La La Land reviews: Emma Stone, Ryan Gosling musical dazzles at Venice Film Festival

La La Land had its world premiere at the Venice Film Festival on Wednesday, and it seems to have sang and danced its way into critics hearts.

The first reviews of the Los Angeles-set musical — the follow-up fromWhiplash director Damien Chazelle — are overwhelmingly positive, with high praise for stars Emma Stone and Ryan Gosling, who play an aspiring actress and jazz musician falling in love as they struggle to make it in Hollywood.

Read on for takes on the film from those who saw it in Venice. Stateside, it’s set for a theatrical release on Dec. 2.

Pete Hammond (Deadline)
“Coming off the promise of the Oscar winning Whiplash, it will be no surprise that writer/director Damien Chazelle is a talented filmmaker, but that movie did not prepare me for the experience of seeing La La Land, his homage to the great screen musicals of French director Jacques Demy as well as MGM’s golden era. But this is too smart a movie maker to just do a simple tribute to a bygone era, his film starring Ryan Gosling and Emma Stone is a gorgeous romantic fever dream of a musical that should hit contemporary audiences right in their sweet spot.  It has been a very long time since we have seen something quite this lyrical, lovely, and most importantly, original on the screen, but at the same time it is a musical that has its feet firmly planted in the real world , even if the one up there on the wide Cinemascope screen is very stylized.”

※ ※ ※

Work to complete |
(1) Please return the part of the La La Land review roundup starting with "La La Land reviews: Emma" and going on through "it in Hollywood.", word for word.
(2) Resume the La La Land review roundup, picking up right after its final sentence.

Dataset rows |
※ ※ ※

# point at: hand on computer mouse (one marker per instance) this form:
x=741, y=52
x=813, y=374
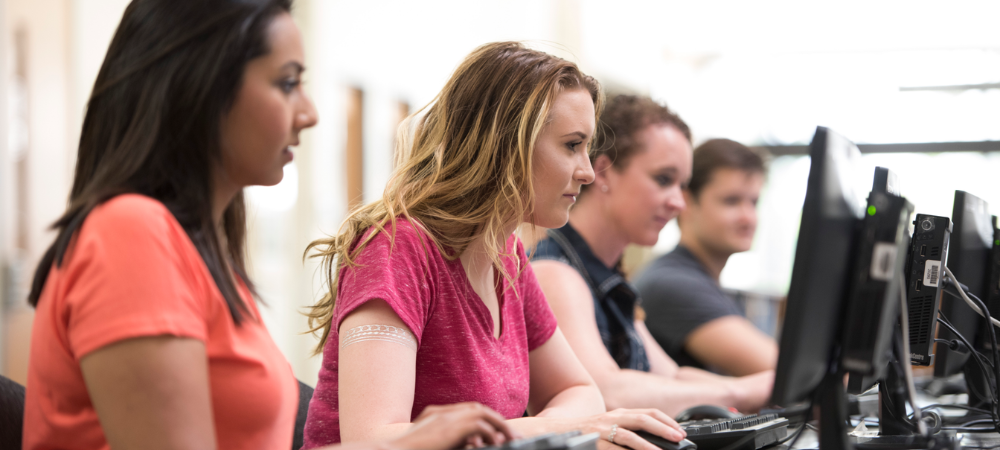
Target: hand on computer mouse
x=752, y=392
x=617, y=428
x=446, y=427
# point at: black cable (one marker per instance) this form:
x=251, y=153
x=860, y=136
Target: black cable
x=965, y=407
x=792, y=435
x=947, y=323
x=739, y=442
x=990, y=380
x=980, y=359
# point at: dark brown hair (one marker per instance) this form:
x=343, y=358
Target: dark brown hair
x=623, y=117
x=153, y=124
x=717, y=154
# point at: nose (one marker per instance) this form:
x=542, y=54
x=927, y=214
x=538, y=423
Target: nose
x=584, y=170
x=675, y=199
x=749, y=214
x=306, y=116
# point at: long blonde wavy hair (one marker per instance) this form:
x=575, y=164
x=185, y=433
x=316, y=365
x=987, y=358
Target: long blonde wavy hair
x=466, y=171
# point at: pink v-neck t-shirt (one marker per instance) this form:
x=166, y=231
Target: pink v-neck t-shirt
x=458, y=358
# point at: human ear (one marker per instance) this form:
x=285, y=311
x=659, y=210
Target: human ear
x=602, y=165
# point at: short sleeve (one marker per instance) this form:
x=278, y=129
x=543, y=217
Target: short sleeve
x=129, y=274
x=396, y=270
x=677, y=303
x=539, y=321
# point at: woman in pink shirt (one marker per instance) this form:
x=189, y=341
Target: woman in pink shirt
x=431, y=299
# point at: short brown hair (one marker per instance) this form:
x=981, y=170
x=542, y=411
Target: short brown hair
x=623, y=116
x=715, y=154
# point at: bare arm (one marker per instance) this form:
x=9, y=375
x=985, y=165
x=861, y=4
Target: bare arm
x=572, y=303
x=660, y=363
x=734, y=345
x=152, y=393
x=375, y=398
x=569, y=400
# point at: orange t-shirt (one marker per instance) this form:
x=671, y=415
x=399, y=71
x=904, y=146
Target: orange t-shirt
x=132, y=272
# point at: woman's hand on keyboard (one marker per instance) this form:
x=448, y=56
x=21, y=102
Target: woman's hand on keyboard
x=629, y=420
x=455, y=426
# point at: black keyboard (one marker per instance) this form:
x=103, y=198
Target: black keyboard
x=572, y=440
x=754, y=431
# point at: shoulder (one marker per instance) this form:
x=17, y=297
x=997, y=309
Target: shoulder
x=132, y=220
x=559, y=279
x=547, y=249
x=132, y=210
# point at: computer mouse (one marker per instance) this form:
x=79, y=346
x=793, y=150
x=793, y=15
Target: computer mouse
x=664, y=444
x=701, y=412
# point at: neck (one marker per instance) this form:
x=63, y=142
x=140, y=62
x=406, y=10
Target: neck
x=476, y=260
x=606, y=239
x=713, y=262
x=223, y=192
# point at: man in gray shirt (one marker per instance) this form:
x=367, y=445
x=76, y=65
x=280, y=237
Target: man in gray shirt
x=686, y=310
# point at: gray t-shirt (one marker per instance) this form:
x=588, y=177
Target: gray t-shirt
x=679, y=296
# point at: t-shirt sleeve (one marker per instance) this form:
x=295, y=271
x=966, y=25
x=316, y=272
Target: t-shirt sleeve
x=394, y=270
x=676, y=304
x=127, y=276
x=540, y=322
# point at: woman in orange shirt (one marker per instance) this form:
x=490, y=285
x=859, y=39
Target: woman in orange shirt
x=146, y=333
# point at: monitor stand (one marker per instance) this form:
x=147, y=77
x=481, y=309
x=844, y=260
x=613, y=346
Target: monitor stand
x=894, y=431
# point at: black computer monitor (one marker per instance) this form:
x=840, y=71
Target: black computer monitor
x=831, y=216
x=971, y=243
x=993, y=302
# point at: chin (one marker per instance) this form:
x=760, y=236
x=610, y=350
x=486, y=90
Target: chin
x=552, y=220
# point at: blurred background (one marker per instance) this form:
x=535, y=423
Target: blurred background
x=916, y=82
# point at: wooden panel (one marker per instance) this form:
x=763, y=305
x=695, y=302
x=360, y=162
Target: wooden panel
x=402, y=112
x=355, y=148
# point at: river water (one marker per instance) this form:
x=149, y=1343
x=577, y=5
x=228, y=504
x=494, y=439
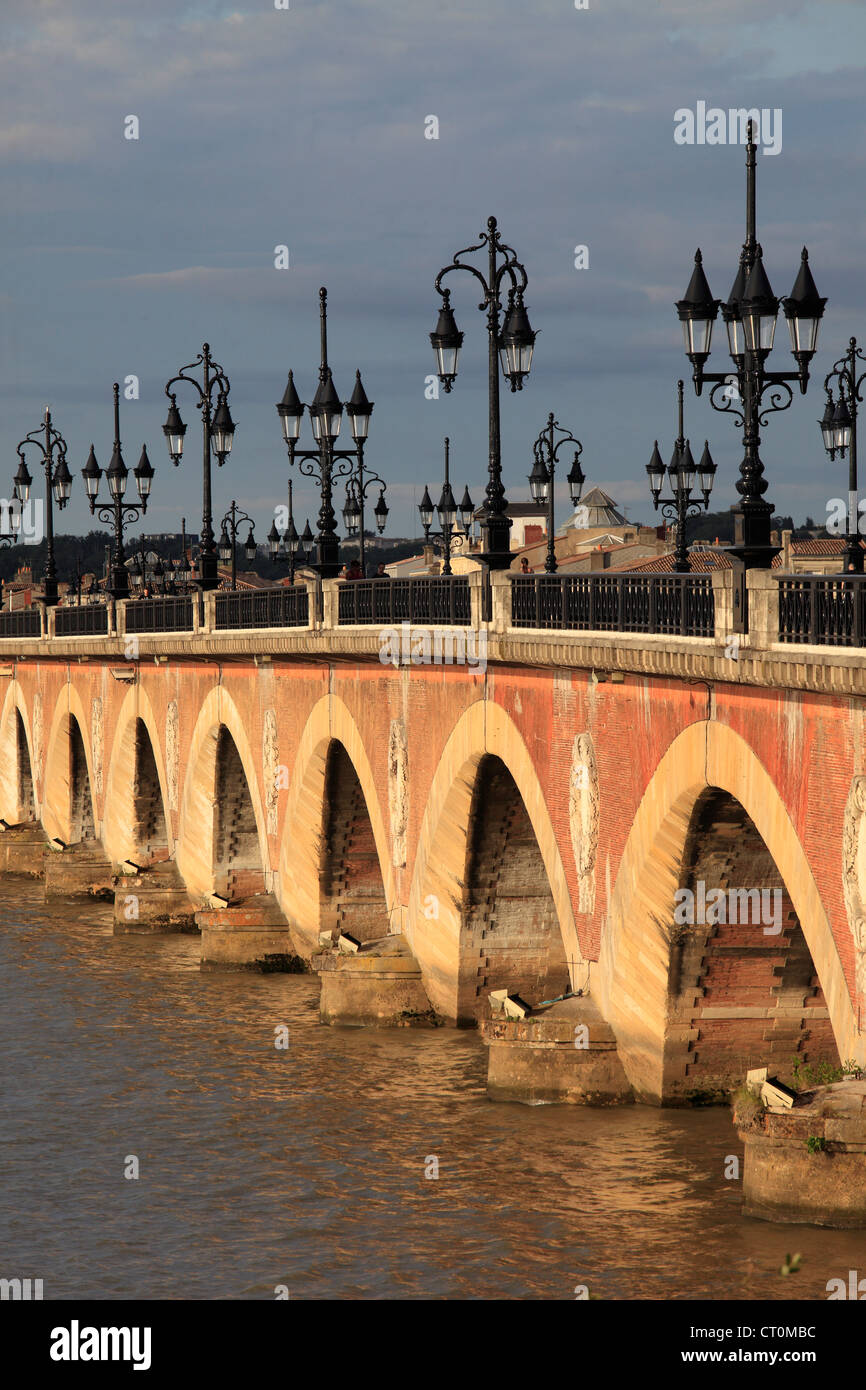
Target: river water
x=306, y=1166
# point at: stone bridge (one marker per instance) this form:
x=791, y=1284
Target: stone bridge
x=523, y=820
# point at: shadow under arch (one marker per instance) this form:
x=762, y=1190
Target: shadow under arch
x=18, y=802
x=438, y=897
x=633, y=977
x=220, y=740
x=305, y=830
x=68, y=809
x=136, y=823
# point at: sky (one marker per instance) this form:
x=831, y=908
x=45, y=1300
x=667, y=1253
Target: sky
x=305, y=127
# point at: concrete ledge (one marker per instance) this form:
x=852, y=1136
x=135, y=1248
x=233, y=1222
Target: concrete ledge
x=153, y=901
x=22, y=849
x=787, y=1183
x=542, y=1059
x=79, y=870
x=249, y=936
x=378, y=987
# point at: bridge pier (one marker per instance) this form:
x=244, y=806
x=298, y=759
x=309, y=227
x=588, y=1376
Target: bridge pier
x=806, y=1165
x=381, y=986
x=152, y=900
x=248, y=936
x=22, y=849
x=78, y=870
x=565, y=1054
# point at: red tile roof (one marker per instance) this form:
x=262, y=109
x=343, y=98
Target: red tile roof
x=699, y=562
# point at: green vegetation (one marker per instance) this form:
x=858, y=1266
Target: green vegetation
x=808, y=1075
x=748, y=1108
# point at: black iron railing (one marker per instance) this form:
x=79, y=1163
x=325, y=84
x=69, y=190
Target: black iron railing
x=442, y=599
x=822, y=609
x=263, y=608
x=91, y=620
x=21, y=623
x=679, y=605
x=171, y=613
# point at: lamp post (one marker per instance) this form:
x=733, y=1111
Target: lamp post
x=57, y=488
x=228, y=540
x=544, y=476
x=353, y=509
x=217, y=437
x=284, y=548
x=681, y=477
x=446, y=510
x=118, y=510
x=840, y=434
x=325, y=463
x=512, y=345
x=749, y=316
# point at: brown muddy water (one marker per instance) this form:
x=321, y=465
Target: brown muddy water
x=306, y=1166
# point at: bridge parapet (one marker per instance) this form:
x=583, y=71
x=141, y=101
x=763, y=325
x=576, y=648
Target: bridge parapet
x=724, y=628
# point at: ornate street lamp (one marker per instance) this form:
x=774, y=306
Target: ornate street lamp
x=118, y=510
x=57, y=488
x=217, y=435
x=749, y=316
x=284, y=548
x=446, y=510
x=325, y=463
x=544, y=476
x=509, y=348
x=840, y=435
x=681, y=474
x=228, y=540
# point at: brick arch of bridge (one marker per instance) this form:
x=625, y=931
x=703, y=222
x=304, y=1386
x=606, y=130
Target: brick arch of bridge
x=13, y=809
x=631, y=980
x=120, y=836
x=196, y=824
x=302, y=848
x=437, y=895
x=57, y=811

※ ※ ※

Per-task outputs |
(1)
La La Land reviews: Emma Stone, Ryan Gosling musical dazzles at Venice Film Festival

La La Land had its world premiere at the Venice Film Festival on Wednesday, and it seems to have sang and danced its way into critics hearts.

The first reviews of the Los Angeles-set musical — the follow-up fromWhiplash director Damien Chazelle — are overwhelmingly positive, with high praise for stars Emma Stone and Ryan Gosling, who play an aspiring actress and jazz musician falling in love as they struggle to make it in Hollywood.

(2)
Todd McCarthy (The Hollywood Reporter)
“Happily, the two leads are clearly entirely in synch with [Chazelle’s] objectives. Sebastian has a certain gruff impatience and short temper born of creative frustration, but the concern and love he feels for Mia doesn’t take long to well up. Gosling may not be a trained dancer or musician, but his moves are appealingly his own and months of piano practice have given him convincing style on the keyboards. Stone is simply a joy as the eternally aspiring actress it’s hard to believe is being passed over. Emotionally alive and able to shift gears on a dime, Stone is all the more convincing in this context as she has the kind of looks that would have been appealing in any era, particularly the 1930s and 1950s.”

Peter Bradshaw (The Guardian)
“It’s an unapologetically romantic homage to classic movie musicals, splashing its poster-paint energy and dream-chasing optimism on the screen. With no little audacity, La La Land seeks its own place somewhere on a continuum between Singin’ in the Rain and Woody Allen’s Everyone Says I Love You, with a hint of Alan Parker’s Fame for the opening sequence, in which a bunch of young kids with big dreams, symbolically stuck in a traffic jam on the freeway leading to Los Angeles, get out of their cars and stage a big dance number.”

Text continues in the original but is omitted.